** START STORED RECORDS **
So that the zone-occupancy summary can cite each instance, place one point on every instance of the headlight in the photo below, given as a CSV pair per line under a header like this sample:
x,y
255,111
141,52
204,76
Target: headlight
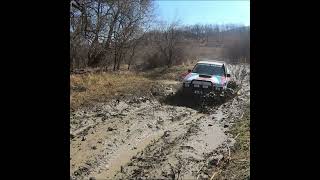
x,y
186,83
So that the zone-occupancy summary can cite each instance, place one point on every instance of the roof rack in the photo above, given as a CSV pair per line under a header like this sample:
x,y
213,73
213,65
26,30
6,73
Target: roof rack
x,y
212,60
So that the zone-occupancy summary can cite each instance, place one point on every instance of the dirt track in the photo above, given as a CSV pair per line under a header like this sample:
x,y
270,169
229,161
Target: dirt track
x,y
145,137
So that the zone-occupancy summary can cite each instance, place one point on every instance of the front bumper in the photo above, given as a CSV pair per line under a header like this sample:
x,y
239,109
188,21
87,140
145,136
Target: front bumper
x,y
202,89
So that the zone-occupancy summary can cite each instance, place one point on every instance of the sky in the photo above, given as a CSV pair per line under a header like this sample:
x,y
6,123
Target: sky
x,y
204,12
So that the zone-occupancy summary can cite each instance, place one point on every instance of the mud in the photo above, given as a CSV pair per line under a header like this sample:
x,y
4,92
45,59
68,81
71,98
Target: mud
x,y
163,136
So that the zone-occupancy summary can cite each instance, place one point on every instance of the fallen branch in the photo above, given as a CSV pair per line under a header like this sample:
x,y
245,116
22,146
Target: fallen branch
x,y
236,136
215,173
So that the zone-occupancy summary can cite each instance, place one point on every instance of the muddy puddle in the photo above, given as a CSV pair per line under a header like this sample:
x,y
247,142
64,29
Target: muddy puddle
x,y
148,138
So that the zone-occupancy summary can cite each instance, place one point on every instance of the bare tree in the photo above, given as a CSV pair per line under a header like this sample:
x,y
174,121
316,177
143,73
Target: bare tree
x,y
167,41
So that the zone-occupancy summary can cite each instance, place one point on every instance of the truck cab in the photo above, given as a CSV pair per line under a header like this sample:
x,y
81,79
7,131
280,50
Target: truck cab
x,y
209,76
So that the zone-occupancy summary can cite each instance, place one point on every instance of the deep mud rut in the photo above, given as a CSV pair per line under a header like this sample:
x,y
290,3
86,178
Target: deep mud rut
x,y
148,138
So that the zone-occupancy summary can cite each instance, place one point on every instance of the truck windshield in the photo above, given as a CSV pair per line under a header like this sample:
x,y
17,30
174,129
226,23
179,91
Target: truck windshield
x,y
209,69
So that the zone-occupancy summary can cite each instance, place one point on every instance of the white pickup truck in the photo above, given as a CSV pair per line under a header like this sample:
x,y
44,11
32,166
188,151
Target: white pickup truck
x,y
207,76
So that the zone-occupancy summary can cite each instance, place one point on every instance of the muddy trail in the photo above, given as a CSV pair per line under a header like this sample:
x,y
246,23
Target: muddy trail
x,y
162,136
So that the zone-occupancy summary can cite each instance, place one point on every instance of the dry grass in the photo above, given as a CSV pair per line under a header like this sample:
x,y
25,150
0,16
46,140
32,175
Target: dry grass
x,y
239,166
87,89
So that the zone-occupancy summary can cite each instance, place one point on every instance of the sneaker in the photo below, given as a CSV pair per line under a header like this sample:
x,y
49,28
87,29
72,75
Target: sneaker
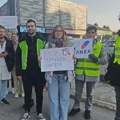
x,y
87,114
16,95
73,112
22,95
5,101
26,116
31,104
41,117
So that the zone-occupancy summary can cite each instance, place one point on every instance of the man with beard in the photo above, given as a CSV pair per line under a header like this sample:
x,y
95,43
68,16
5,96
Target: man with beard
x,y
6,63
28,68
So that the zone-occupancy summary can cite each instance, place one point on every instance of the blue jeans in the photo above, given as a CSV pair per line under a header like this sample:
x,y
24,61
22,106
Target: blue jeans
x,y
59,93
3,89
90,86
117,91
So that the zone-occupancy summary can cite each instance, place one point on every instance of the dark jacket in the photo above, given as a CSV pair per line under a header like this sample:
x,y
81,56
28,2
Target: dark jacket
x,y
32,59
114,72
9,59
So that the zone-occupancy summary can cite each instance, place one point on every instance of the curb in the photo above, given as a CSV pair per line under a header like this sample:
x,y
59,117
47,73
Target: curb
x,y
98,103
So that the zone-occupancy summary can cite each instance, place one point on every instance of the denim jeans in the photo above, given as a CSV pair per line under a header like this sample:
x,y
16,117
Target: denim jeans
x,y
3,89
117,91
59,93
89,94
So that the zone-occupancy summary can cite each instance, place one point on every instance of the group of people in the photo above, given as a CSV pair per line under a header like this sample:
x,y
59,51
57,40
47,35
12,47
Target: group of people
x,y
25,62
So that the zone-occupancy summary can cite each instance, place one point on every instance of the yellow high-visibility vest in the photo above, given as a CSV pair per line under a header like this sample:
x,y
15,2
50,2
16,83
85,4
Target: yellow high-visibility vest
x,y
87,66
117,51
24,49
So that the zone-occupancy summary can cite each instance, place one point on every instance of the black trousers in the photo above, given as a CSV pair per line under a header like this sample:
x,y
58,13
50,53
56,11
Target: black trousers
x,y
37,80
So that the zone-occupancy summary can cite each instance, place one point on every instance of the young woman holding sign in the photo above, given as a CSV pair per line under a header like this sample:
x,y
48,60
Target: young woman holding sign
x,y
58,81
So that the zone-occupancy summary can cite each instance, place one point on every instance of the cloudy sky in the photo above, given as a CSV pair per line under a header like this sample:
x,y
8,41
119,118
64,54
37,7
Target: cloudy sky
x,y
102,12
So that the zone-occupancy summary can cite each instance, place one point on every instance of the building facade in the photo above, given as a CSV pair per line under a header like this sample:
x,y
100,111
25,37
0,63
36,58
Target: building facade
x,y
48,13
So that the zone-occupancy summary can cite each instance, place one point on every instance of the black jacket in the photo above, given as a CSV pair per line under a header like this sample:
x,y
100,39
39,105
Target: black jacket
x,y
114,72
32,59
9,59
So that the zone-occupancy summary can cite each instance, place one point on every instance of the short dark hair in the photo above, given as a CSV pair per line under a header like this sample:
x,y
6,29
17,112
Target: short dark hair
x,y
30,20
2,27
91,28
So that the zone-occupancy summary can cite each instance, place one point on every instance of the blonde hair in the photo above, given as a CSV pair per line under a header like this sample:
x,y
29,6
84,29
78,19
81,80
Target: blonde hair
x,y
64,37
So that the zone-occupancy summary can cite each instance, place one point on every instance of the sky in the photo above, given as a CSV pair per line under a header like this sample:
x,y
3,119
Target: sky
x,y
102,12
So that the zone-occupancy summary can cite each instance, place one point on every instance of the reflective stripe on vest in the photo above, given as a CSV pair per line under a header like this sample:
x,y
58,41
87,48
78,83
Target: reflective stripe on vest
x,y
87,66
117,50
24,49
** END STORED RECORDS **
Reproduce every line of the data above word for word, leaving out the pictures.

So that the zone-occupancy summary can cite each instance, place one point on every instance of the headlight in the photo below, given as a CSV pair per line under a header like this sample:
x,y
255,111
141,52
204,76
Target: headlight
x,y
186,83
So that the zone-occupancy summary can cite each instance, place one point on every instance of the roof rack in the photo above, given as a CSV pair per line under a header like this sample:
x,y
213,73
213,65
26,30
6,73
Target: roof rack
x,y
212,60
So that the zone-occupancy summary can cite each instance, place one point on every instance of the dirt track in the photo above, given as a CSV pair per line under a header like this sample:
x,y
270,169
229,161
Target: dirt track
x,y
145,137
So that the zone-occupancy summary can cite each instance, place one point on every instance of the front bumper in the photo above, given as a CSV pair per line under a header like this sample:
x,y
239,109
188,21
87,140
145,136
Target: front bumper
x,y
202,89
So that the zone-occupancy summary can cite each instance, place one point on every instance of the sky in the photo above, given as a CSV pair per line under a header like this sample:
x,y
6,123
Target: sky
x,y
204,12
So that the zone-occupancy summary can cite each instance, place one point on every instance of the mud in the photo above, given as a CSV pair per line under a header like this sample:
x,y
4,92
45,59
68,81
71,98
Target: mud
x,y
163,136
So that the zone-occupancy summary can cite each instance, place one point on every instance of the fallen branch in the photo above, given as a CSV pair per line under a header like this sample:
x,y
245,116
22,146
Target: fallen branch
x,y
236,136
215,173
So that the zone-occupancy summary can cite each instance, place one point on every instance of the muddy puddle in the photo above, given as a CSV pair per line under a header like this sample:
x,y
247,142
64,29
Target: muddy puddle
x,y
148,138
So that the zone-occupancy summary can cite each instance, place one point on every instance of the bare tree in the photo above, given as a CSV pair per line under a header like this sample:
x,y
174,121
316,177
143,73
Target: bare tree
x,y
167,41
So that the zone-occupancy summary can cite each instance, place one point on every instance of the truck cab in the photo above, given as a CSV pair per line under a header like this sample:
x,y
81,79
7,131
280,50
Target: truck cab
x,y
209,76
So that the zone-occupancy summary can cite each instance, place one point on every instance of the deep mud rut in the photo above, given as a CSV pair per line under a header like this sample:
x,y
290,3
86,178
Target: deep mud rut
x,y
148,138
So that the zone-occupancy summary can cite each instance, place one point on every instance of the truck windshield in the photo above, given as a CSV pair per line under a header like this sample:
x,y
17,30
174,129
226,23
179,91
Target: truck windshield
x,y
209,69
So that the zone-occupancy summary can cite each instance, place one point on every instance of the white pickup truck in the photo above, given as a CSV pair per line under a header like this sample:
x,y
44,11
32,166
188,151
Target: white pickup truck
x,y
207,76
So that the zone-occupancy summary can cite each instance, place one point on every instance of the muddy trail in the photo above, given as a CSV pair per line under a header like this sample:
x,y
246,23
Target: muddy trail
x,y
162,136
So that the zone-occupancy summary can cite each instance, place one point on every instance of the dry grass in the photo above, given as a CSV pair per line under a header like this sample:
x,y
25,150
0,16
46,140
32,175
Target: dry grass
x,y
239,166
87,89
So that the zone-occupancy summary can cite each instance, place one point on every instance of the sneaker in the photo below, given as a CSV pair per line under a header like this sample:
x,y
49,28
87,29
72,75
Target: sneaker
x,y
87,114
16,95
73,112
22,95
5,101
26,116
31,104
41,117
So that the zone-occupancy summary can cite each instance, place one point on every instance of the man with beard in the photo above, given as a CSV pair per line under a header like this sample:
x,y
95,43
68,16
5,96
Target: man with beard
x,y
6,63
28,68
So that the zone-occupancy summary can cite each instance, place one point on every instance of the blue jeans in the photo above, given as a CSV pair per line under a header like this sample:
x,y
24,61
22,106
Target: blue jeans
x,y
59,93
3,89
90,86
117,91
So that the zone-occupancy summary can cite each instance, place one point on every instance of the dark jacket in the photo above, given as a CSV pair per line under a header like this sample:
x,y
81,56
28,2
Target: dark jacket
x,y
32,59
114,72
9,59
So that the zone-occupancy summary can cite each instance, place one point on every instance of the curb in the photo above, given as a CSV pair per line under a header like this sample:
x,y
59,117
47,73
Target: curb
x,y
98,103
So that the zone-occupancy summary can cite each instance, place one point on every instance of the denim jeans in the photo above, given as a CSV pair per line under a header like this sample:
x,y
16,117
Target: denim jeans
x,y
3,89
117,91
59,93
89,94
So that the zone-occupancy summary can cite each instance, place one point on every instance of the group of people in the photo above, given as a CSV pair per line under a header like this sample:
x,y
59,51
57,40
47,35
12,47
Target: group of people
x,y
25,62
So that the zone-occupancy summary can cite each instance, place one point on every instance of the yellow high-visibility vest in the photo above, given as a CSV pair per line under a header like this sample:
x,y
15,2
50,2
16,83
85,4
Target: yellow high-visibility vest
x,y
87,66
117,51
24,49
So that the zone-occupancy summary can cite each instance, place one point on every instance of the black trousers in the photo above, given as a CSV pair per line under a header like this sample:
x,y
58,13
50,53
56,11
Target: black trousers
x,y
37,80
So that the zone-occupancy summary can cite each instance, place one point on every instance of the young woman holding sign in the photo above, given as a CSV pair per line under a header like this sample:
x,y
48,60
Target: young woman holding sign
x,y
58,81
So that the zone-occupancy summary can cite each instance, place one point on every instance of the cloudy sky in the photo above, given as a CSV pair per line under a header like this sample:
x,y
8,41
119,118
64,54
37,7
Target: cloudy sky
x,y
102,12
So that the zone-occupancy summary can cite each instance, place one point on every instance of the building facade in the photo above, given as a CSV pair per line under a header like this sample:
x,y
100,111
25,37
0,63
36,58
Target: building facade
x,y
48,13
So that the zone-occupancy summary can cite each instance, place one point on every instance of the black jacket in the photo above, given as a CSV pair per line under a header like this sample:
x,y
100,39
39,105
Target: black jacket
x,y
114,72
32,59
9,59
So that the zone-occupancy summary can cite each instance, place one point on every instance of the short dark hair in the photo above, given as a CSV pair per line under a header like this sample:
x,y
6,29
17,112
Target: short dark hair
x,y
30,20
2,27
91,28
So that the zone-occupancy summary can cite each instance, place one point on every instance of the blonde hair in the photo above, given as a CSV pair per line under a header like this sample:
x,y
29,6
84,29
78,19
81,80
Target: blonde hair
x,y
64,37
So that the zone-occupancy summary can cite each instance, place one point on every instance of the sky in the photo above, given as a CSV pair per line under a header like this sample:
x,y
3,119
Target: sky
x,y
102,12
So that the zone-occupancy summary can cite each instance, place one point on every instance of the reflective stripe on vest in the photo above, given as a CSV pair per line under a header like this sample:
x,y
58,41
87,48
78,83
Target: reflective stripe on vest
x,y
87,66
117,50
24,49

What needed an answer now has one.